## Exercise
Please copy the lines below from the line with "of the dark" through the last line, both ends included, and give only those lines. Scale every coordinate in the lines that hold a single point by 2, rounding to whole numbers with halves going up, and leave the sample coordinates in the longer lines unchanged.

## Excerpted data
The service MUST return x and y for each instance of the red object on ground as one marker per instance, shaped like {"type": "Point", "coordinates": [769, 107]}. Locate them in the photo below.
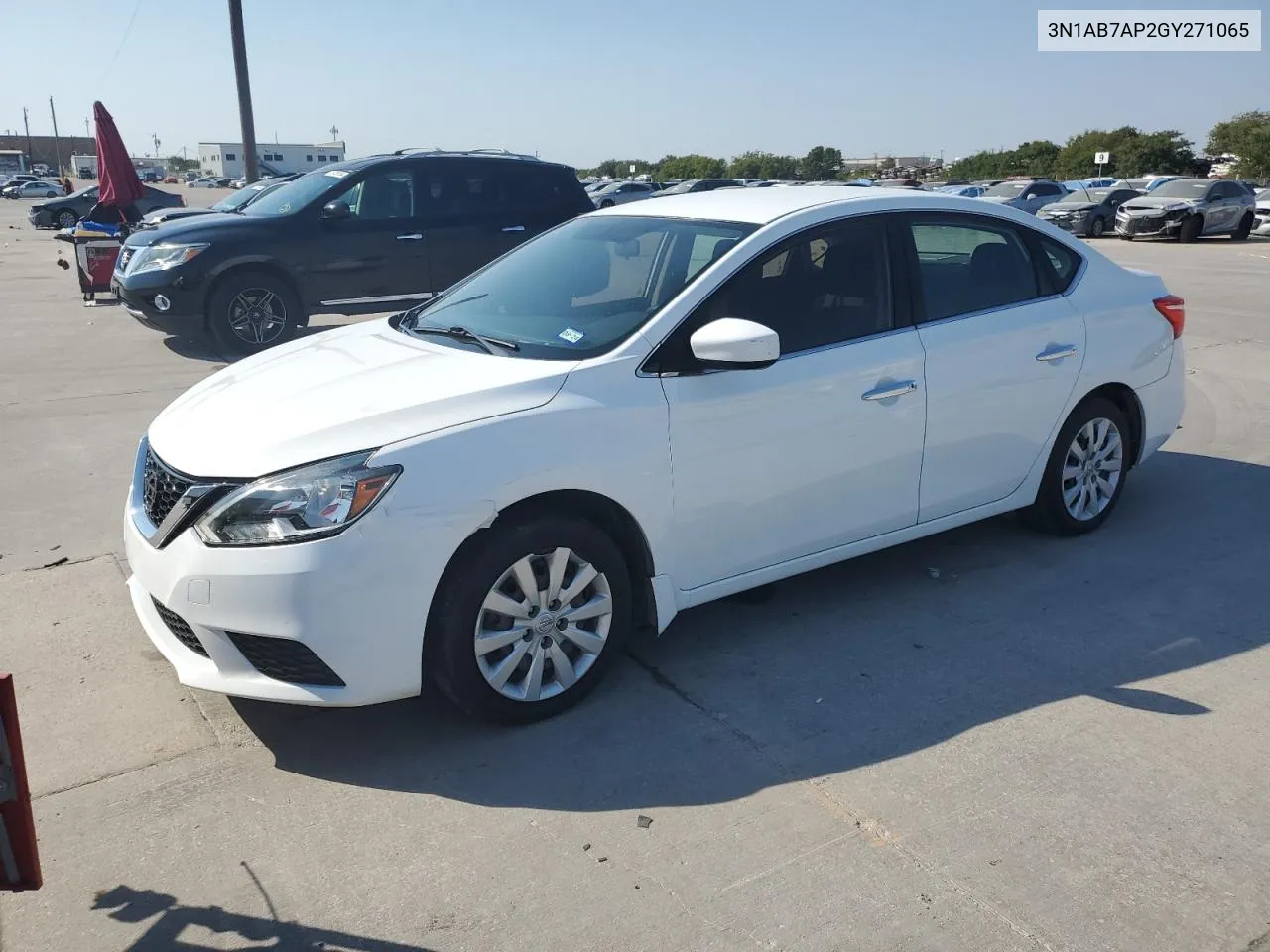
{"type": "Point", "coordinates": [118, 181]}
{"type": "Point", "coordinates": [17, 824]}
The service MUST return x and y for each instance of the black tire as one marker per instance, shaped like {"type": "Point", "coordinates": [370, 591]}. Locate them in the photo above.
{"type": "Point", "coordinates": [1049, 513]}
{"type": "Point", "coordinates": [449, 655]}
{"type": "Point", "coordinates": [232, 301]}
{"type": "Point", "coordinates": [1191, 229]}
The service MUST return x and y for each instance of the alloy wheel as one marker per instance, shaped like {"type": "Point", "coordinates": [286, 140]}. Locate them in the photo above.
{"type": "Point", "coordinates": [257, 316]}
{"type": "Point", "coordinates": [543, 625]}
{"type": "Point", "coordinates": [1092, 467]}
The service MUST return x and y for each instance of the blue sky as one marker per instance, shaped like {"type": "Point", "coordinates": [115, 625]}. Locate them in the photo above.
{"type": "Point", "coordinates": [581, 81]}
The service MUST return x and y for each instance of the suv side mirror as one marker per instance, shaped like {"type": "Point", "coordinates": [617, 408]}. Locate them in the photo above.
{"type": "Point", "coordinates": [336, 211]}
{"type": "Point", "coordinates": [731, 343]}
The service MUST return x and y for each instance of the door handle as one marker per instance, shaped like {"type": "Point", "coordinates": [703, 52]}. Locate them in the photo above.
{"type": "Point", "coordinates": [889, 390]}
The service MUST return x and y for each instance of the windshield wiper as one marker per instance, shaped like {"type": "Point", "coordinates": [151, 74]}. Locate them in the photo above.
{"type": "Point", "coordinates": [488, 344]}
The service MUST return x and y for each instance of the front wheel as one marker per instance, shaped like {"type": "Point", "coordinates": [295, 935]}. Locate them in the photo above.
{"type": "Point", "coordinates": [529, 619]}
{"type": "Point", "coordinates": [253, 311]}
{"type": "Point", "coordinates": [1084, 474]}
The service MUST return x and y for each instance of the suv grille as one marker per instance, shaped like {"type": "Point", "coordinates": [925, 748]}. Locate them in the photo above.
{"type": "Point", "coordinates": [162, 488]}
{"type": "Point", "coordinates": [284, 658]}
{"type": "Point", "coordinates": [180, 627]}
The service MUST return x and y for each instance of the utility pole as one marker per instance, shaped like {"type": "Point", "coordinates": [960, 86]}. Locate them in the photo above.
{"type": "Point", "coordinates": [250, 166]}
{"type": "Point", "coordinates": [58, 145]}
{"type": "Point", "coordinates": [26, 125]}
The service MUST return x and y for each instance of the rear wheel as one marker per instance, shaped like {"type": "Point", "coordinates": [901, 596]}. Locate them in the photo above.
{"type": "Point", "coordinates": [1191, 229]}
{"type": "Point", "coordinates": [252, 311]}
{"type": "Point", "coordinates": [529, 619]}
{"type": "Point", "coordinates": [1084, 474]}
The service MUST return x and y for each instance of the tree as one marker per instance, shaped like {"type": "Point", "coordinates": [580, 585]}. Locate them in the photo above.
{"type": "Point", "coordinates": [1247, 136]}
{"type": "Point", "coordinates": [821, 163]}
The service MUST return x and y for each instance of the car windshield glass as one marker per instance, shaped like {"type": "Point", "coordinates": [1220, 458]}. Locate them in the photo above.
{"type": "Point", "coordinates": [296, 193]}
{"type": "Point", "coordinates": [581, 287]}
{"type": "Point", "coordinates": [1006, 189]}
{"type": "Point", "coordinates": [1183, 188]}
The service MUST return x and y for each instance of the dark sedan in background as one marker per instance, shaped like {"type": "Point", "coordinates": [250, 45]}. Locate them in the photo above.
{"type": "Point", "coordinates": [1088, 212]}
{"type": "Point", "coordinates": [64, 212]}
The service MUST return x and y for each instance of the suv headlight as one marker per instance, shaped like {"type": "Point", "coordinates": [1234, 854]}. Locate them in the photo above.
{"type": "Point", "coordinates": [154, 258]}
{"type": "Point", "coordinates": [313, 502]}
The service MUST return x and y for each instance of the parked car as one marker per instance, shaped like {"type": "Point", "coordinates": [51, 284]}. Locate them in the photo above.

## Correct answer
The service MUST return x and y for each instance of the dark sedan in background as one marker per instance, shaped like {"type": "Point", "coordinates": [250, 45]}. Locate them in the photo above.
{"type": "Point", "coordinates": [2176, 424]}
{"type": "Point", "coordinates": [128, 424]}
The service MUST return x and y for each instance of the suv headlight as one marker per instance, shaped like {"type": "Point", "coordinates": [1234, 854]}. Locate them in the photo above.
{"type": "Point", "coordinates": [308, 516]}
{"type": "Point", "coordinates": [626, 1004]}
The service MUST return x and y for each instance of the parked car as one marker per instance, shaped like {"type": "Point", "coordinates": [51, 284]}. Locate them in the photo above.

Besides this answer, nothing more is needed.